## Reading text
****************************************
NAYLOR: Messages threatening or promoting terrorism violate the usage rules of most social media platforms. The platforms rely on their users to help flag inappropriate content. Nicole Wong is a former executive with Twitter and Google who also served as President Obama's deputy chief technology officer.
NICOLE WONG: When you're a service that has, as YouTube does, more than 300 hours of video uploaded every minute, or, as Facebook does, more than 250,000 photos uploaded every minute, it's really hard to be able to make the proper decisions behind taking stuff down.
NAYLOR: Some content - say, a video showing a beheading - is obviously offensive and an easy call to remove. But Wong says things like military training videos on YouTube are more difficult.
WONG: Some of the videos taken by our servicemen in Afghanistan look surprisingly similar to videos taken by the PKK, which is a designated terrorist organization in Turkey.
NAYLOR: Some have suggested social media sites weed out terrorist posts with the same kinds of sophisticated programs that help them identify images of child pornography - by comparing them to a national database. But videos are constantly changing. A measure in the Senate would require Internet companies to report knowledge of terrorist activities to the government. Emma Llanso of the Center for Democracy and Technology says the proposal is pretty vague.
EMMA LLANSO: The bill does not define what terrorist activity is, but it does create this obligation for companies that, you know, would carry some risk if they failed to comply.
****************************************
## Raw data
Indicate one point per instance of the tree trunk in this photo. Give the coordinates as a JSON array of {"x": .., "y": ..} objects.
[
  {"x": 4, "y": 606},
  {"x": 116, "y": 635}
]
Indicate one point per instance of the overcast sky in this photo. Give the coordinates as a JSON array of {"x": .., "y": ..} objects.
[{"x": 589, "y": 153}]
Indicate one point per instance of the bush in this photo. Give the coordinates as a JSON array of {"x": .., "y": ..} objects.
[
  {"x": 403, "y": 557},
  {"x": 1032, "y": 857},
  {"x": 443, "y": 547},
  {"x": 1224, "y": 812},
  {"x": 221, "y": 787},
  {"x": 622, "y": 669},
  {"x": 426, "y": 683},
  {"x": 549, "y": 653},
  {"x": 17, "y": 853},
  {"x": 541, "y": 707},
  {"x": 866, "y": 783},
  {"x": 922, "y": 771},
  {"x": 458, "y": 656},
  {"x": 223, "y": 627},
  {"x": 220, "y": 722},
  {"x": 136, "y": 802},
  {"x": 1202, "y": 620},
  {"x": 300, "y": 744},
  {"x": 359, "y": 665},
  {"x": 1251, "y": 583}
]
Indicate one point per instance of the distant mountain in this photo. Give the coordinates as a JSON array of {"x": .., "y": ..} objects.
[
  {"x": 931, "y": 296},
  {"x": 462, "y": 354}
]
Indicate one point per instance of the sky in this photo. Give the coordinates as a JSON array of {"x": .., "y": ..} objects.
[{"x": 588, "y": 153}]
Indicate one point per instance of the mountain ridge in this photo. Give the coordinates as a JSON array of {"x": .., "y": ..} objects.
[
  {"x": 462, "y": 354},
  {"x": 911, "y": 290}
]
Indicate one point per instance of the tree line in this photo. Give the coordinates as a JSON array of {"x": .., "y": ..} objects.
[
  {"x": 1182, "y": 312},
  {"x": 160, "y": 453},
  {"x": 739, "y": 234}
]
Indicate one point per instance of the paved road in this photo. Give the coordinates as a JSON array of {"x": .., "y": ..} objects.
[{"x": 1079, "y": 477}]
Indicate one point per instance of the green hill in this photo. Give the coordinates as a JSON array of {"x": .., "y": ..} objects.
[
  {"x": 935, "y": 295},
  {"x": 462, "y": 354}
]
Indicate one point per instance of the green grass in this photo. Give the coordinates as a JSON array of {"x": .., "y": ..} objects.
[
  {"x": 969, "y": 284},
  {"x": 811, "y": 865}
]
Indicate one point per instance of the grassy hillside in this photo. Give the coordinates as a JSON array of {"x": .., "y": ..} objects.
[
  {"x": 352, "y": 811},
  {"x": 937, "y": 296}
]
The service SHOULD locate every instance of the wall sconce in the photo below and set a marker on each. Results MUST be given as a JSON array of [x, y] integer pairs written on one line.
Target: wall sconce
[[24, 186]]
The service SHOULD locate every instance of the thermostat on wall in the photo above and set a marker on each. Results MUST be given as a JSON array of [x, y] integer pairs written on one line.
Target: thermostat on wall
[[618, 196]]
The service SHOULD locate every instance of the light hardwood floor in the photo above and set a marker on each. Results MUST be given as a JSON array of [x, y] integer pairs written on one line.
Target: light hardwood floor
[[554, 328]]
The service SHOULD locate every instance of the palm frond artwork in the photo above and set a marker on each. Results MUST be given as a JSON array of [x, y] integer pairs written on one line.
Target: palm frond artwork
****************************************
## Task requirements
[1] List every technology company or platform named in the transcript about social media and terrorist content.
[2] According to Nicole Wong in the transcript about social media and terrorist content, how many hours of video are uploaded to YouTube every minute?
[3] Extend the transcript about social media platforms and terrorist content, starting right after its final line.
The data was drawn from a separate source.

## Answers given
[1] Twitter, Google, YouTube, Facebook

[2] More than 300 hours.

[3]
NAYLOR: Llanso says the legislation could force social media platforms to send all sorts of personal information about their users to the governments. Denise Zheng of the Center for Strategic and International Studies says she believes social media could be more proactive when it comes to taking down problem posts. But she says legislation could dry up important tips for law enforcement.
DENISE ZHENG: A lot of these individuals are actually identified using, you know, intelligence collection capabilities that monitor online behavior. So there are certainly intelligence interests, and we wouldn't want to hamper our efforts to identify ISIS militants and to take action against them.
NAYLOR: And there's a risk that demands here for companies to comply with the government legitimize online censorship in places like China. Nicole Wong, the former White House and social media official, says it's a dilemma.
WONG: We have designed and thrived on an open Internet. And we need to figure out ways to keep those communications channels open, even as more people who we disagree with are getting on board and using these same platforms.
NAYLOR: But with each attack, the pressure on social media companies to do more ratchets up. Brian Naylor, NPR News, Washington.